» **Text block**:
--------------------------------------------------

The trial judge made the following findings of fact with respect to Exhibit 12:

"The precise and unequivocal concession on the facsimile covering page by both defence counsel is that "the roma people are an identifiable group, which were historically persecuted by the Nazis." Solely on the basis of that concession, the defence consented to the admission of the remaining part of the two pages of the exhibit, solely as background to the admission, the previous statement, and nothing more. As a further qualification, the defence writes that there are no further admissions and nothing further is conceded from the rest of the article.  A review of the article suggests that the term roma and gypsies may be synonymous. However, whether they are one and the same is not clear. The concession from the defence does not go so far as to concede that they are one and the same, nor that gypsies are an identifiable group, historically persecuted by the Nazis.
...	
Regardless of what other discussions took place, Exhibit Number 12 is the final result of those discussions, and on its face is clear and unequivocal and would not in my view induce the Crown to believe that it is any more than clearly stated.
...
I put directly to Crown counsel in argument the question of which statements on the record made by the defence contributed directly or indirectly to the Crown’s omission or inadvertence.  The Crown was unable to direct me to any particular comments in the transcripts.  In my extensive review of the transcripts, I found no such statements."

The Crown also pointed to dictionary definitions of "gypsy" and "Roma".  The defence noted that the dictionary definitions of "gypsy" included "a cunning rogue" and that none of the definitions of "Roma" offered by the Crown referred to the word "gypsy".

The defence won the trial and the Crown appealed.

Both the Summary Conviction Appeal Court and later the Court of Appeal for Ontario upheld the acquittals.  The Court of Appeal found that "the term gypsy in its broadest sense is often used to refer to people who lead a nomadic life" and "conjures up unflattering or stereotypical images".  At the Court of Appeal, the Crown conceded that "not all people who are referred to as gypsies are in fact Roma".  The Crown appealed a third time, to the Supreme Court of Canada.

At the Supreme Court of Canada, the Crown conceded that no evidence was tendered at trial showing that the occupants of the motel where the demonstration occurred were in fact "Roma". Nevertheless, in its judgment several months later, the Supreme Court of Canada overturned the acquittals largely on the basis that, according to witnesses at trial, the motel housed "Roma".  The defence filed a motion for a re-hearing of the appeal. The motion was dismissed, without reasons.

Decision
The court overturned the dismissal and held, "The appeal should be allowed.  The acquittals are set aside and new trials ordered."

--------------------------------------------------

Point annotation dataset records
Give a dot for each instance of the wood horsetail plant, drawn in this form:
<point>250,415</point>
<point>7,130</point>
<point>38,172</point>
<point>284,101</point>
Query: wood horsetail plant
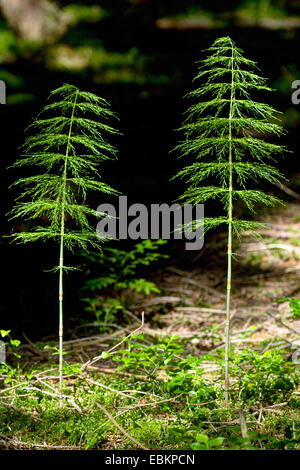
<point>67,144</point>
<point>223,132</point>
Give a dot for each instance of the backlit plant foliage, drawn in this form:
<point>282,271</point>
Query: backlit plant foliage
<point>66,146</point>
<point>223,134</point>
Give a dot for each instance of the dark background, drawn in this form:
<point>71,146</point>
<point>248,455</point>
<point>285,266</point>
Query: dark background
<point>140,55</point>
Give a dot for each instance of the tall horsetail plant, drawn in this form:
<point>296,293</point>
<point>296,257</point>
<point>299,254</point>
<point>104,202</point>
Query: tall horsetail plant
<point>67,143</point>
<point>223,132</point>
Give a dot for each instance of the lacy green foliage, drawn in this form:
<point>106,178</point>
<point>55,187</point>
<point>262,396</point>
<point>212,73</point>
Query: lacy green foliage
<point>224,133</point>
<point>67,145</point>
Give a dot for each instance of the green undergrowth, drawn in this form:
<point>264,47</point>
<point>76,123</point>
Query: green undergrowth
<point>160,396</point>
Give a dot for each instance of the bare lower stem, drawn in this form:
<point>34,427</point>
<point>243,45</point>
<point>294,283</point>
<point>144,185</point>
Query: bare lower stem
<point>229,243</point>
<point>61,256</point>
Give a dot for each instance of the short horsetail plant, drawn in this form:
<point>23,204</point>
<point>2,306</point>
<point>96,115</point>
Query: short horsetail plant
<point>223,131</point>
<point>67,145</point>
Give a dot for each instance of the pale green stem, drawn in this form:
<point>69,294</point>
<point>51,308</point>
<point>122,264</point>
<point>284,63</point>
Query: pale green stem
<point>229,244</point>
<point>61,255</point>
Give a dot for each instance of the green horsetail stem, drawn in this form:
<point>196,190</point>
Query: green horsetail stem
<point>218,136</point>
<point>69,147</point>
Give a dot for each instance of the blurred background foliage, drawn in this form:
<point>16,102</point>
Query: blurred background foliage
<point>140,55</point>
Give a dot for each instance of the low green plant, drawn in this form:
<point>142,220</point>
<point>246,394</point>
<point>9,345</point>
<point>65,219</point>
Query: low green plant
<point>120,276</point>
<point>149,359</point>
<point>263,377</point>
<point>9,341</point>
<point>294,305</point>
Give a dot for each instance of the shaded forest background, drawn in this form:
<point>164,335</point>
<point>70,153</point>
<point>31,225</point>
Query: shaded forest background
<point>140,55</point>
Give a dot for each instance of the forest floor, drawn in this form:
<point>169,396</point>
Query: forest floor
<point>162,387</point>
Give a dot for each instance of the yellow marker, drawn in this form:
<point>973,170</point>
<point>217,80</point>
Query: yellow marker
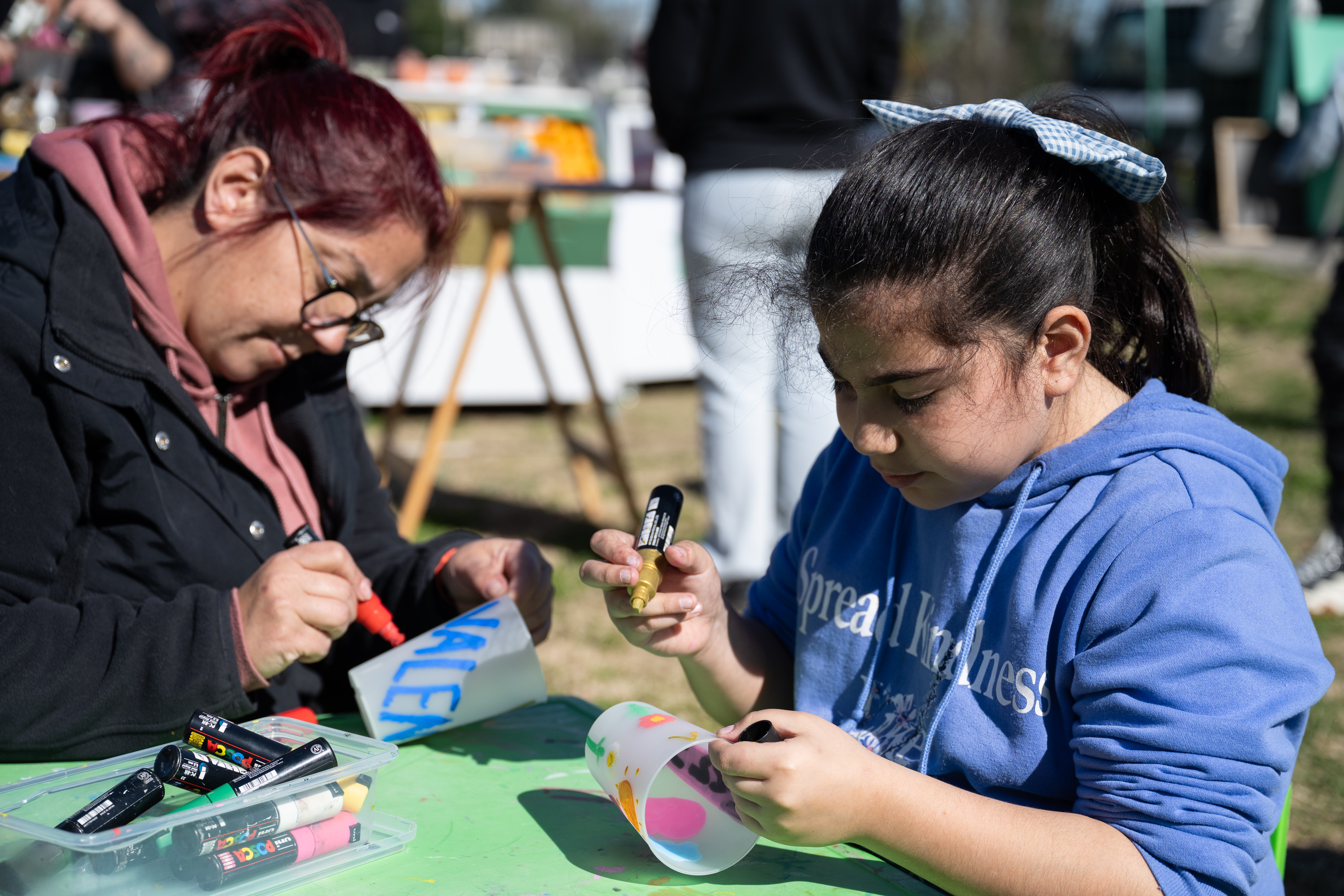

--------------------------------------------------

» **Set tasks**:
A: Repeat the passage from the case summary word for word, starting at "At the Supreme" and ending at "dismissed, without reasons.".
B: Name every court that the case summary identifies by its name.
C: Answer these questions using the case summary:
(i) Besides the exhibit, what did the Crown point to regarding the words "gypsy" and "Roma"?
(ii) What did the Crown concede at the Court of Appeal?
(iii) What became of the defence's motion for a re-hearing of the appeal?
The records have no connection to the case summary.

» **Replies**:
A:
At the Supreme Court of Canada, the Crown conceded that no evidence was tendered at trial showing that the occupants of the motel where the demonstration occurred were in fact "Roma". Nevertheless, in its judgment several months later, the Supreme Court of Canada overturned the acquittals largely on the basis that, according to witnesses at trial, the motel housed "Roma".  The defence filed a motion for a re-hearing of the appeal. The motion was dismissed, without reasons.

B:
Summary Conviction Appeal Court
Court of Appeal for Ontario
Supreme Court of Canada

C:
(i) Dictionary definitions of "gypsy" and "Roma."
(ii) That "not all people who are referred to as gypsies are in fact Roma."
(iii) It was dismissed without reasons.